[BEGIN Supplied entries]
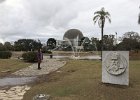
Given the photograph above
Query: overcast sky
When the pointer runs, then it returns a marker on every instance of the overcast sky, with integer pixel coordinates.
(43, 19)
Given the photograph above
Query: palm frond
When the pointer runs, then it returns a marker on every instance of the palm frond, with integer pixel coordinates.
(109, 19)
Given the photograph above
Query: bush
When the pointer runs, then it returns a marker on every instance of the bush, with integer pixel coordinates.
(5, 54)
(30, 56)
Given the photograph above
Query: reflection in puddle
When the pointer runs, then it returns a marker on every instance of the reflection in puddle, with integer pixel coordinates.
(16, 81)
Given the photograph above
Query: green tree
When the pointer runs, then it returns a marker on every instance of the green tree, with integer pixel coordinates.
(8, 46)
(108, 43)
(100, 17)
(27, 45)
(139, 18)
(51, 43)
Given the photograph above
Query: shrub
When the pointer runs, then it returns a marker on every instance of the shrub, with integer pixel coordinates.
(30, 56)
(5, 54)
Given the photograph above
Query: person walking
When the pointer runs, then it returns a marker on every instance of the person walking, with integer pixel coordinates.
(39, 58)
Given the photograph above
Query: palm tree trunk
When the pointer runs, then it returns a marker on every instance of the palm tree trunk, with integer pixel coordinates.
(102, 30)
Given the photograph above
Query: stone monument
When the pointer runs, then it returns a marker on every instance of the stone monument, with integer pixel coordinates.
(115, 67)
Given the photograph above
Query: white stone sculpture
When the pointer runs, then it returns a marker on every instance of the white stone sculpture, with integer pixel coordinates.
(115, 67)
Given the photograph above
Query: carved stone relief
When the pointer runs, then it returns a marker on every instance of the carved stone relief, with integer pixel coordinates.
(115, 63)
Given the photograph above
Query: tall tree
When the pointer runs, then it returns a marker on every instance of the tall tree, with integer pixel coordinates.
(51, 43)
(100, 17)
(139, 17)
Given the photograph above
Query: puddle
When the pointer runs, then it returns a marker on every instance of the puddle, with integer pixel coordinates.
(16, 81)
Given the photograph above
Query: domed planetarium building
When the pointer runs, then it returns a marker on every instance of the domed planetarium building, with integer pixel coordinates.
(74, 36)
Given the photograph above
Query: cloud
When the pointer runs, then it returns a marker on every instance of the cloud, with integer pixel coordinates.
(51, 18)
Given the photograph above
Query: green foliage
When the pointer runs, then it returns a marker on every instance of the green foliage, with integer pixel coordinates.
(5, 54)
(27, 45)
(51, 43)
(30, 56)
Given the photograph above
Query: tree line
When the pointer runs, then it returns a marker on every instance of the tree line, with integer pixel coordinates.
(129, 41)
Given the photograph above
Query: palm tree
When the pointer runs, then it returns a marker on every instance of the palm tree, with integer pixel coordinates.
(100, 17)
(139, 18)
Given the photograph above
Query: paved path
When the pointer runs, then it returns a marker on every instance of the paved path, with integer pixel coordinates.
(47, 66)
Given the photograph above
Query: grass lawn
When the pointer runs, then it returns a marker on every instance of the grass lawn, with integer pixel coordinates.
(11, 65)
(81, 80)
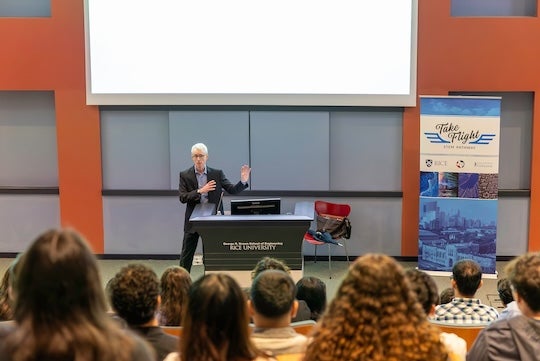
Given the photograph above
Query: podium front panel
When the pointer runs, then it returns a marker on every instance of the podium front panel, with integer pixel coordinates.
(239, 242)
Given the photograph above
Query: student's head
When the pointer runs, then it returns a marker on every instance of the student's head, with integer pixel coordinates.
(6, 291)
(524, 275)
(58, 280)
(175, 283)
(504, 290)
(216, 324)
(446, 296)
(60, 306)
(267, 263)
(467, 277)
(134, 293)
(425, 288)
(199, 155)
(313, 291)
(273, 294)
(375, 316)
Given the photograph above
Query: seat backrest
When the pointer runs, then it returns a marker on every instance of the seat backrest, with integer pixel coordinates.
(334, 209)
(466, 332)
(172, 330)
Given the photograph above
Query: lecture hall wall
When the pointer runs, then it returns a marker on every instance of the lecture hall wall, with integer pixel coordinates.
(455, 54)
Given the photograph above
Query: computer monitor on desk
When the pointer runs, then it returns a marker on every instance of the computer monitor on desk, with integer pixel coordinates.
(256, 206)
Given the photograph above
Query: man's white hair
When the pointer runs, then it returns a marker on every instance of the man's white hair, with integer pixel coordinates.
(199, 146)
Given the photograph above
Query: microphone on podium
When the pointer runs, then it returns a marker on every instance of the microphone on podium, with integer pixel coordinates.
(218, 208)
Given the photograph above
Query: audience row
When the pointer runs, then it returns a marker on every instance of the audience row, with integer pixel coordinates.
(53, 295)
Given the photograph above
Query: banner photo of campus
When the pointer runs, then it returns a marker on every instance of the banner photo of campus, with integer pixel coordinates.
(459, 166)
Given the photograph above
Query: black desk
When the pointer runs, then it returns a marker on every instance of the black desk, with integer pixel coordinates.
(234, 244)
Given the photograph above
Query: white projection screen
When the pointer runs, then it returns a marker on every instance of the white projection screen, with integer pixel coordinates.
(251, 52)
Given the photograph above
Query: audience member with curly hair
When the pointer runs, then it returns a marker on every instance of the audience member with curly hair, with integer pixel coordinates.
(60, 309)
(175, 283)
(134, 293)
(216, 324)
(427, 293)
(375, 315)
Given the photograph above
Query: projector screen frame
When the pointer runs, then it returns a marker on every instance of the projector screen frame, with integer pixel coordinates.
(228, 99)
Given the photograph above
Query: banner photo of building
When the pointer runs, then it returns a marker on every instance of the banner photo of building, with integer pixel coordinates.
(459, 169)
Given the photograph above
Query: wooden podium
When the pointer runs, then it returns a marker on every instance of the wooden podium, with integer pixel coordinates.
(234, 244)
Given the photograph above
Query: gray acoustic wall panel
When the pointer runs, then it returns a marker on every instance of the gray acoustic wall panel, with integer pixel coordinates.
(290, 150)
(25, 8)
(143, 225)
(28, 150)
(512, 226)
(135, 149)
(365, 150)
(483, 8)
(225, 133)
(24, 217)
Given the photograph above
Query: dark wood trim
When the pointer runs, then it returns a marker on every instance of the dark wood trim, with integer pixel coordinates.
(29, 190)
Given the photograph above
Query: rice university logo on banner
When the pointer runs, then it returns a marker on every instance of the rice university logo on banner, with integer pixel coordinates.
(449, 133)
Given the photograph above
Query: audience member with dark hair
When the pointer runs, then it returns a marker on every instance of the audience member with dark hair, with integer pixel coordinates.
(60, 309)
(505, 294)
(216, 324)
(515, 338)
(134, 293)
(175, 283)
(272, 305)
(375, 316)
(464, 308)
(427, 293)
(312, 290)
(268, 263)
(446, 296)
(6, 291)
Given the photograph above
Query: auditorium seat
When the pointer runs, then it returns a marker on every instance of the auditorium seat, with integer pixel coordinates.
(172, 330)
(303, 327)
(329, 210)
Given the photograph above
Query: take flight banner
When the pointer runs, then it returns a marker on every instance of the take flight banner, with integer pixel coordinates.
(459, 173)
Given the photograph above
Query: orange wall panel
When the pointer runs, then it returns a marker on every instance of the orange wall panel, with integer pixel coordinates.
(469, 54)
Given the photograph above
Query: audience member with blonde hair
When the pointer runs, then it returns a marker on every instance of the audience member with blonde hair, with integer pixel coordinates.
(216, 324)
(375, 316)
(175, 282)
(60, 309)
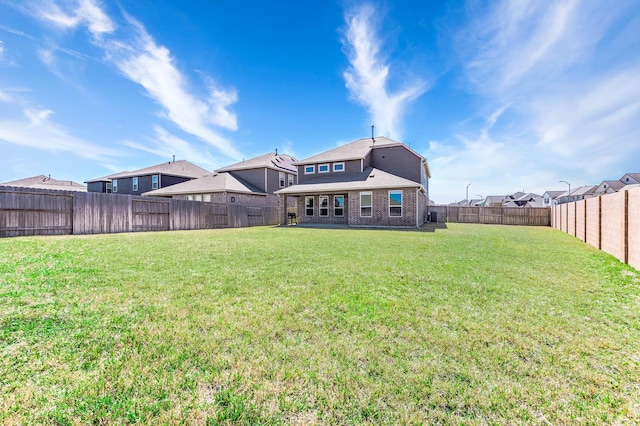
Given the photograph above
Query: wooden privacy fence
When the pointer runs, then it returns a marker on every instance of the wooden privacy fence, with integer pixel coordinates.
(610, 223)
(538, 216)
(25, 211)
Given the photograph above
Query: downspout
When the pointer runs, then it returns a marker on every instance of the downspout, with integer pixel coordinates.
(417, 209)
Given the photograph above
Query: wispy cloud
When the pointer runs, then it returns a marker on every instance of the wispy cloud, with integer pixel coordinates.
(137, 56)
(82, 12)
(368, 76)
(546, 70)
(152, 66)
(165, 144)
(37, 130)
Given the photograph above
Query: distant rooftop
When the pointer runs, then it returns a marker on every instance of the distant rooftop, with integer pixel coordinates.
(181, 168)
(46, 182)
(270, 160)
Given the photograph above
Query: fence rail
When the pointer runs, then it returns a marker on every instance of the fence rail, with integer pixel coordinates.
(25, 211)
(539, 216)
(610, 223)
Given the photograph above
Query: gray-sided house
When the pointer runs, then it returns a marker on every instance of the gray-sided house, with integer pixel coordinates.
(46, 182)
(144, 180)
(250, 182)
(372, 182)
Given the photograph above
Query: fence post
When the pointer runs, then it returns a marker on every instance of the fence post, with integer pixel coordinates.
(626, 226)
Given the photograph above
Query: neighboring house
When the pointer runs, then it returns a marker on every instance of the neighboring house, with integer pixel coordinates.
(550, 198)
(269, 173)
(577, 194)
(215, 188)
(250, 182)
(609, 187)
(493, 201)
(529, 200)
(144, 180)
(369, 182)
(631, 179)
(46, 182)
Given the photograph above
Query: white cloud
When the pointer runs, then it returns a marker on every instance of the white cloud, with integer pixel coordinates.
(84, 12)
(152, 66)
(37, 130)
(562, 80)
(166, 145)
(140, 59)
(368, 76)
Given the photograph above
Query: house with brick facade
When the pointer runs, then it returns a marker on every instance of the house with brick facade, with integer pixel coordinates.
(139, 181)
(371, 182)
(249, 182)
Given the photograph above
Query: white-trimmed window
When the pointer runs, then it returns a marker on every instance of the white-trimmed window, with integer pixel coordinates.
(323, 205)
(308, 206)
(366, 204)
(395, 203)
(338, 205)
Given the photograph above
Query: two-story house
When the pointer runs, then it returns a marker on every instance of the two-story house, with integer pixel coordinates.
(374, 182)
(144, 180)
(249, 182)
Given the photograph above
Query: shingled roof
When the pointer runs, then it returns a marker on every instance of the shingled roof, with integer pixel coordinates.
(46, 182)
(218, 182)
(370, 178)
(281, 162)
(352, 151)
(180, 168)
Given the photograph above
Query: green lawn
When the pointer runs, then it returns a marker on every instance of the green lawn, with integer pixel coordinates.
(472, 324)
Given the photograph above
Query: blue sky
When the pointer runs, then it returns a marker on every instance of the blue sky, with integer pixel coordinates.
(504, 95)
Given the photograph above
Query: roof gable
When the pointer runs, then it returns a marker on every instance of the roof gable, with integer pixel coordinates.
(218, 182)
(355, 150)
(280, 162)
(180, 168)
(46, 182)
(370, 178)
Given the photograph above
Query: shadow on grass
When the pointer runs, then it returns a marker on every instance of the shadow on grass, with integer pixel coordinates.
(425, 227)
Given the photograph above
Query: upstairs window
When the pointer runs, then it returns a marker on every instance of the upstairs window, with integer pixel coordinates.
(308, 206)
(324, 205)
(366, 204)
(395, 203)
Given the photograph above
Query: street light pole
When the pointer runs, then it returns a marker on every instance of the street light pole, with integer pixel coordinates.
(569, 193)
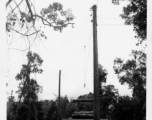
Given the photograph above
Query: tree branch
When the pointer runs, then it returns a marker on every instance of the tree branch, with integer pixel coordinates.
(50, 24)
(23, 33)
(8, 2)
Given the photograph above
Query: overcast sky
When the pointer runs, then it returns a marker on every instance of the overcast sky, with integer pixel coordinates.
(65, 51)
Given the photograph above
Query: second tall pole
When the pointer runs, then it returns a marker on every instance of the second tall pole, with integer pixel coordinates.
(96, 114)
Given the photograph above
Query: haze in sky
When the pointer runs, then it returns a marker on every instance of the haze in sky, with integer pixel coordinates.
(65, 51)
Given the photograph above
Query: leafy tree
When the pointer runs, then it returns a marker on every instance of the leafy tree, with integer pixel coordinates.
(11, 108)
(23, 19)
(135, 13)
(28, 87)
(28, 105)
(133, 73)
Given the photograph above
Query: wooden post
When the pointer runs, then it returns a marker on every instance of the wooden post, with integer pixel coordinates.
(96, 112)
(59, 108)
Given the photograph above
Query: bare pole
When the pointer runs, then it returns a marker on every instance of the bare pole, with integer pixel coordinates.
(96, 113)
(59, 108)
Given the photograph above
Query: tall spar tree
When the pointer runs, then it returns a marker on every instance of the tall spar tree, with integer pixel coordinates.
(28, 88)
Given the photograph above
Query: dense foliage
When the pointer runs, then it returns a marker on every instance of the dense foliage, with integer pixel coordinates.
(135, 13)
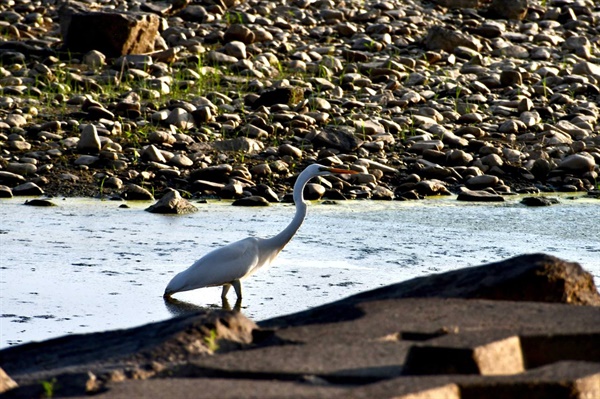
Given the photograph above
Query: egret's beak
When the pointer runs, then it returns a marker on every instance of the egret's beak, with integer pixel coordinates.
(342, 171)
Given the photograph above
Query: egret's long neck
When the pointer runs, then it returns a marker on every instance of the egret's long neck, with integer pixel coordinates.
(281, 239)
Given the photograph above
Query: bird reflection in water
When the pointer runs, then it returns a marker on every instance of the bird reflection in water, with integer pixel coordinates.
(180, 308)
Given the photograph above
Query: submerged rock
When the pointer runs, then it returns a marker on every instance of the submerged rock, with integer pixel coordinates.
(172, 202)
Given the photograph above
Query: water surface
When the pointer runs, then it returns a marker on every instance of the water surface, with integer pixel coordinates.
(89, 265)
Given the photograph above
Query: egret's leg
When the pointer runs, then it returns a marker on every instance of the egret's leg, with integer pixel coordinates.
(237, 285)
(238, 305)
(225, 304)
(226, 288)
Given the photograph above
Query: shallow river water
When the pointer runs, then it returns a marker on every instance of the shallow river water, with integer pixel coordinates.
(89, 265)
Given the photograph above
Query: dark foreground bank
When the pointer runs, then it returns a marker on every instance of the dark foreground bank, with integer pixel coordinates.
(527, 327)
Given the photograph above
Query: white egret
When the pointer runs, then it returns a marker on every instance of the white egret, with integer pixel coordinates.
(228, 265)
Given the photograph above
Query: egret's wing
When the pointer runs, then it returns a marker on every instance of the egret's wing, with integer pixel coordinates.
(225, 264)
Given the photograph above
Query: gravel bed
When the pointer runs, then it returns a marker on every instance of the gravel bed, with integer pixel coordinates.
(236, 98)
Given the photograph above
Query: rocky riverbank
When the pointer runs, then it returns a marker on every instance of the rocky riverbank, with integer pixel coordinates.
(527, 327)
(232, 99)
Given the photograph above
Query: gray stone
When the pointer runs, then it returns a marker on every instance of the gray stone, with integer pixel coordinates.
(478, 196)
(172, 203)
(89, 141)
(133, 192)
(27, 189)
(109, 32)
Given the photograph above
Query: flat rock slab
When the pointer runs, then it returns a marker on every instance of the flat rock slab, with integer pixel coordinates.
(217, 388)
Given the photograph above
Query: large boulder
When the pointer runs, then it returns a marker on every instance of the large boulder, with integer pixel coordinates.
(112, 33)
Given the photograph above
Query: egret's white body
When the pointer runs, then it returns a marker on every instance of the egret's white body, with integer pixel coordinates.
(228, 265)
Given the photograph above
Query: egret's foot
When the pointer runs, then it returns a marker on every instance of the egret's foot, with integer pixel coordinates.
(226, 288)
(237, 285)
[END Supplied entries]
▶ **Task goal**:
Extract every line of the data above that contains the word "dense".

▶ **Output of the task**:
Query: dense foliage
When the pointer runs, then it returns a marker on every instance of the dense foliage, with integer pixel coordinates.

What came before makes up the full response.